- _Passage to read_
################
[EM] Kristofer, April 3, '12, Approval vs Condorcet
Dave Ketchum
davek at clarityconnect.com
Wed May 16 18:39:17 PDT 2012
Oops - took so long stripping Mike O's zillion words that I forgot to
respond.
On May 16, 2012, at 10:05 AM, Dave Ketchum wrote:
> On May 15, 2012, at 2:55 PM, Juho Laatu wrote:
>> On 15.5.2012, at 11.11, Michael Ossipoff wrote:
>>>
>>> Juho and Kristofer:
>>>
>>> Just a few preliminary words before I continue my reply to
>>> Kristofer that I
>>> interrupted a few hours ago:
>>>
>>> We all agree that Approval would be much easier to propose and
>>> enact than
>>> would Condorcet. Therefore, we must also agree that, given the
>>> same level of
>>> effort, the expected time needed to enact Approval is quite a bit
>>> less than
>>> the expected time needed to enact Condorcet.
################
- _Entries provided_

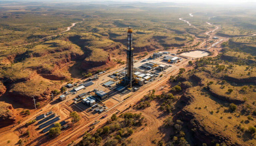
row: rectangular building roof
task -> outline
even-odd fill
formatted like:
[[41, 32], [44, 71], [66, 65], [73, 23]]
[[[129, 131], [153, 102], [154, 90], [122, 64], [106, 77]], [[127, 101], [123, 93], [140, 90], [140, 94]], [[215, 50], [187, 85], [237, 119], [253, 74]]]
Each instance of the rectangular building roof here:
################
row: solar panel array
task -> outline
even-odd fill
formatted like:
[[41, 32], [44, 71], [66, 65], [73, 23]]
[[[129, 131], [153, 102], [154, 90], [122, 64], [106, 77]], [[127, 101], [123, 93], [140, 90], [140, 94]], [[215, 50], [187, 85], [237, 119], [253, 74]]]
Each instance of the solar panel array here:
################
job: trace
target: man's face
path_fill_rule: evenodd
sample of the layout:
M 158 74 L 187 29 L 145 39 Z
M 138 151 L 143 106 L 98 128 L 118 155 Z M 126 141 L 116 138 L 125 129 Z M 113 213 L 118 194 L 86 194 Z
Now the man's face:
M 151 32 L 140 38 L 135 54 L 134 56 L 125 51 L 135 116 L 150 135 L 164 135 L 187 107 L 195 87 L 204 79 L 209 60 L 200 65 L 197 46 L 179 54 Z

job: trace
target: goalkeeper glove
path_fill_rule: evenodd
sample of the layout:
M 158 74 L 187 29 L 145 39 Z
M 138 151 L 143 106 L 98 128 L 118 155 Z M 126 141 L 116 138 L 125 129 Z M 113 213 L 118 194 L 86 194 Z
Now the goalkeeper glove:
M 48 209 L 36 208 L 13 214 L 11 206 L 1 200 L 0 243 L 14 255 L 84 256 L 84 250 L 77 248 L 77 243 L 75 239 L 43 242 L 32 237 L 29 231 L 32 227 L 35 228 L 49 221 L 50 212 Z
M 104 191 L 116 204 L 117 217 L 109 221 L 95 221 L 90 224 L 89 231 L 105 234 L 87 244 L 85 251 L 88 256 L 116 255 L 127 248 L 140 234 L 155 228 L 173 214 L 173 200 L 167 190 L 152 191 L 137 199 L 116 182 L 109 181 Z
################
- _Goal_
Extend the mailing-list message about Approval versus Condorcet voting, continuing from the point where it stops.

- _Written response_
>>>
>>> Now, given that, there are two reasons why you could say that we
>>> should try
>>> for Condorcet instead of Approval:
>>
>> I'm still not quite certain what elections this proposal refers to.
>> If it refers to use of different single-winner methods in single-
>> winner districts of a multi-winner election to elect members to
>> some representative body, then I'm not ready to recommend elther of
>> those changes before I understand what the goals are.
>>>
>>> On another subject:
>>
>>> But if you want to suggest that others shouldn't propose Approval,
>>> then you
>>> need to give a good reason.
>>
>> Approval may be an easy and acceptaböe first step. My opinion is
>> that you should plan also next steps, in case someone wants to
>> cancel the reform, drive it further, or if the strategic
>> vulnerabilities of Approval pop up in some election (like the
>> Condorcet criterion problem popped up in Burlington, althogh that
>> was maybe not even noticed by all).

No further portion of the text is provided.